[Directions]:
Turn the stretch from the start of the data through the line containing "M499 282L495 289L511" into a JSON list of strings, one string per line, with blank lines skipped and the pictures left out.

[The data]:
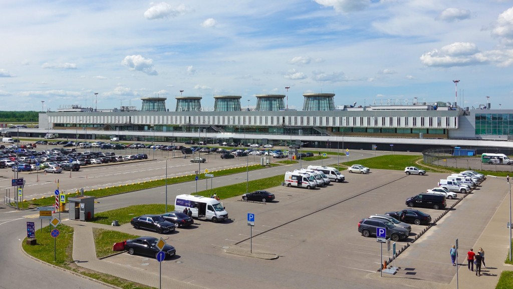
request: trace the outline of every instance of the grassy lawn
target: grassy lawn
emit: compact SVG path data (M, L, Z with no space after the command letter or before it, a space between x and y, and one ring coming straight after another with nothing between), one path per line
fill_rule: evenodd
M97 258L108 256L114 253L112 246L114 243L140 237L98 228L93 228L93 236L94 237L94 246L96 247Z
M174 200L171 201L171 203L174 202ZM174 210L174 206L168 205L167 209L172 211ZM90 222L110 225L113 221L117 220L120 225L123 225L130 223L132 218L144 214L163 214L166 212L165 210L166 205L164 204L134 205L94 214L94 218Z
M499 282L495 289L511 289L513 288L513 271L503 271L501 273Z

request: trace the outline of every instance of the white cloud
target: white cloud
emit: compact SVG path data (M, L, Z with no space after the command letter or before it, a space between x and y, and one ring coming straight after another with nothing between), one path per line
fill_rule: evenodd
M311 60L311 59L308 57L296 56L292 58L290 60L289 60L288 63L289 64L304 65L310 63Z
M0 77L14 77L9 70L5 68L0 68Z
M127 56L121 64L128 67L131 70L143 72L148 75L157 75L156 70L153 69L153 61L145 58L140 55Z
M306 78L306 76L303 73L298 72L295 69L290 69L287 71L284 77L287 79L292 79L297 80L299 79L304 79Z
M175 17L185 14L189 9L184 4L181 4L176 8L165 2L150 3L152 5L144 12L146 19L162 19L170 17Z
M317 81L323 81L327 82L340 82L342 81L349 81L351 80L346 77L343 72L333 72L330 74L326 74L324 71L315 70L312 71L313 76L312 79Z
M314 0L326 7L333 7L338 13L363 10L370 5L370 0Z
M470 18L470 11L459 8L447 8L440 13L437 19L447 22L465 20Z
M209 18L201 24L201 26L205 28L213 27L217 24L215 20L213 18Z
M65 63L51 63L49 62L47 62L46 63L43 63L41 65L42 68L49 68L52 69L76 69L76 63L69 63L66 62Z
M200 84L196 84L194 86L194 89L210 89L211 87L207 86L206 85L201 85Z

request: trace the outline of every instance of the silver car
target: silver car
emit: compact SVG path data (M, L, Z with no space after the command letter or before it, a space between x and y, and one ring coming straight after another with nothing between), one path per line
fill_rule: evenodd
M390 216L388 215L376 214L375 215L371 215L369 218L370 219L379 219L381 220L388 220L396 226L402 227L403 228L408 230L408 232L411 231L411 226L409 224L407 224L404 222L401 222L397 219Z

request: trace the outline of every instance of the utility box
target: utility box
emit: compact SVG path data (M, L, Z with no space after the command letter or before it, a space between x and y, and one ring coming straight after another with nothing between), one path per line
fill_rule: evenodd
M94 218L94 197L83 196L68 198L69 219L86 221Z

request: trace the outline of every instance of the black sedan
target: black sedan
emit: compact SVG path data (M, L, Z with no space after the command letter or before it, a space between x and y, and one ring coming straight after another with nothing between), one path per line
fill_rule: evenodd
M415 225L427 225L431 222L431 216L428 214L412 209L405 209L397 212L388 212L385 213L385 214L394 218L401 222Z
M274 194L267 191L255 191L252 193L242 195L242 200L244 201L258 201L265 203L274 200Z
M162 215L162 218L171 223L174 223L176 227L187 227L194 224L192 218L180 212L173 211Z
M224 154L221 155L221 158L235 158L235 156L231 154Z
M155 231L159 234L172 232L176 227L174 224L166 221L160 215L143 215L132 219L130 223L135 229L146 229Z
M138 238L127 240L125 244L125 249L128 251L128 254L146 255L156 258L157 253L160 250L157 247L157 242L159 239L154 237L143 237ZM166 244L162 248L162 251L166 254L166 258L174 256L176 254L176 250L171 245Z

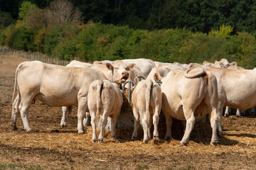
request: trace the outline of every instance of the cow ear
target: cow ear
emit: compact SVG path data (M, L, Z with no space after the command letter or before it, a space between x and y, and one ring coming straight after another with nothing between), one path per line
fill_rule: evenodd
M127 71L132 71L136 66L136 64L132 63L132 64L129 64L128 65L128 67L127 67Z
M164 67L166 69L168 70L168 72L171 72L172 70L172 69L169 68L169 67Z
M154 74L154 81L159 81L159 80L161 80L162 79L163 79L163 77L159 76L159 74L158 73L155 73L155 74Z
M109 63L109 62L107 62L107 63L106 63L106 67L107 67L107 68L109 70L112 70L112 71L114 70L114 67L112 66L112 64L111 64Z

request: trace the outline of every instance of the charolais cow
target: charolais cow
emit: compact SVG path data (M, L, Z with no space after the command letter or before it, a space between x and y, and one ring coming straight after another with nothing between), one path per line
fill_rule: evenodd
M92 64L87 62L82 62L78 60L72 60L66 67L89 67L92 66Z
M156 67L152 69L146 79L152 81L161 80L164 77L166 76L169 70L164 67Z
M31 131L27 118L28 108L33 100L40 100L50 106L78 106L78 130L83 132L89 86L97 79L106 76L92 68L68 67L38 61L21 63L16 71L12 128L17 128L16 118L20 113L25 130Z
M74 64L68 64L66 67L87 67L88 66L87 65L87 63L85 64L84 62L76 61ZM135 67L135 64L129 64L124 66L119 62L114 62L113 64L106 62L104 64L95 64L90 67L102 72L107 79L112 82L120 84L124 83L129 78L129 72L132 72L132 70ZM71 111L71 106L69 106L68 108L63 106L62 108L63 117L60 122L61 128L66 125L65 115L68 111ZM87 115L88 114L87 114ZM85 123L84 124L85 124Z
M111 64L114 64L113 61L110 61L110 60L103 60L103 61L95 61L93 62L93 64L105 64L107 63L110 63Z
M166 140L171 137L171 118L186 120L182 144L188 142L196 119L209 113L213 135L210 144L218 142L218 87L215 76L203 68L172 70L162 80L162 111L166 118Z
M218 109L223 106L246 110L256 106L256 70L211 68L218 81ZM221 120L222 115L219 115Z
M159 140L158 123L161 108L161 87L154 81L149 79L142 80L135 87L132 100L133 103L133 114L134 116L134 130L132 140L137 137L137 130L139 125L139 117L142 118L144 130L143 142L146 143L151 138L151 125L153 119L154 140Z
M140 69L145 78L147 77L150 71L156 67L153 60L149 59L139 58L139 59L125 59L122 60L124 62L129 64L134 63Z
M115 138L115 127L123 103L123 96L119 86L107 80L95 80L89 88L88 108L92 128L92 142L97 140L95 117L96 113L102 113L99 143L103 142L105 128L107 117L111 118L112 137Z

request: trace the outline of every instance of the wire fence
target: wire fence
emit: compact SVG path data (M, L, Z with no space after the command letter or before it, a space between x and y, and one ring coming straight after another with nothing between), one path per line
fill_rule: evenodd
M17 55L31 60L38 60L46 63L50 63L53 64L63 65L63 66L65 66L70 62L70 61L68 60L60 60L58 57L48 57L43 54L24 52L22 50L14 50L11 48L7 48L1 46L0 47L1 47L1 52L3 53Z

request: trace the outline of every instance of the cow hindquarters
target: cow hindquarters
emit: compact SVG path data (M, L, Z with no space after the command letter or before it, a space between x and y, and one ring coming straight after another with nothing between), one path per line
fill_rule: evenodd
M12 104L12 112L11 112L11 126L12 130L17 130L16 121L17 121L17 114L19 113L18 106L21 103L21 98L17 95L16 98L13 102Z
M61 109L63 110L63 117L61 118L60 121L60 128L63 128L64 127L67 126L66 123L66 115L67 113L68 112L69 114L71 113L72 111L72 106L63 106L61 107Z
M139 126L139 113L138 109L134 105L133 114L134 117L134 129L132 133L132 140L137 140L138 136L138 128Z
M209 115L210 115L210 126L213 130L210 144L215 144L218 143L218 135L217 135L218 125L218 109L217 108L212 109Z
M22 122L24 125L24 129L28 132L31 132L31 129L28 125L28 113L30 107L30 104L32 102L32 99L29 98L21 98L21 103L18 106L18 110L21 113Z
M196 118L194 115L195 110L189 109L183 106L183 111L186 113L184 115L186 120L186 124L185 133L181 141L181 144L186 145L188 143L189 137L195 125Z
M78 133L84 132L82 120L85 118L85 112L87 107L87 97L78 98Z

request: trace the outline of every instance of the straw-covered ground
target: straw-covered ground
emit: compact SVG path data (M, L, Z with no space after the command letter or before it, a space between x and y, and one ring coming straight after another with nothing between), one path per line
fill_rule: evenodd
M40 101L31 106L28 119L33 132L10 126L14 73L25 60L0 53L0 169L256 169L256 118L223 118L223 136L210 145L208 124L197 123L187 146L179 144L182 125L174 123L173 137L163 140L165 128L159 125L160 141L130 141L132 129L118 130L119 139L107 132L103 144L92 143L92 129L78 135L76 108L68 115L68 127L60 129L60 108Z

[Solution to the problem]:
[
  "request: trace the outline of every instance of the grassy lawn",
  "target: grassy lawn",
  "emit: compact SVG path data (M, L, Z with no space after the command letter or before it, a space between x and y, and one ring coming straight after another with nothing between), one path per line",
  "fill_rule: evenodd",
  "M97 258L108 256L114 253L112 246L114 243L140 237L98 228L93 228L93 236L94 237L94 246L96 247Z",
  "M174 200L171 201L171 203L174 202ZM174 210L174 206L168 205L167 209L172 211ZM90 222L110 225L113 221L117 220L120 225L123 225L130 223L132 218L144 214L163 214L166 212L165 210L166 205L164 204L134 205L94 214L94 218Z",
  "M499 282L495 289L511 289L513 288L513 271L503 271L501 273Z"
]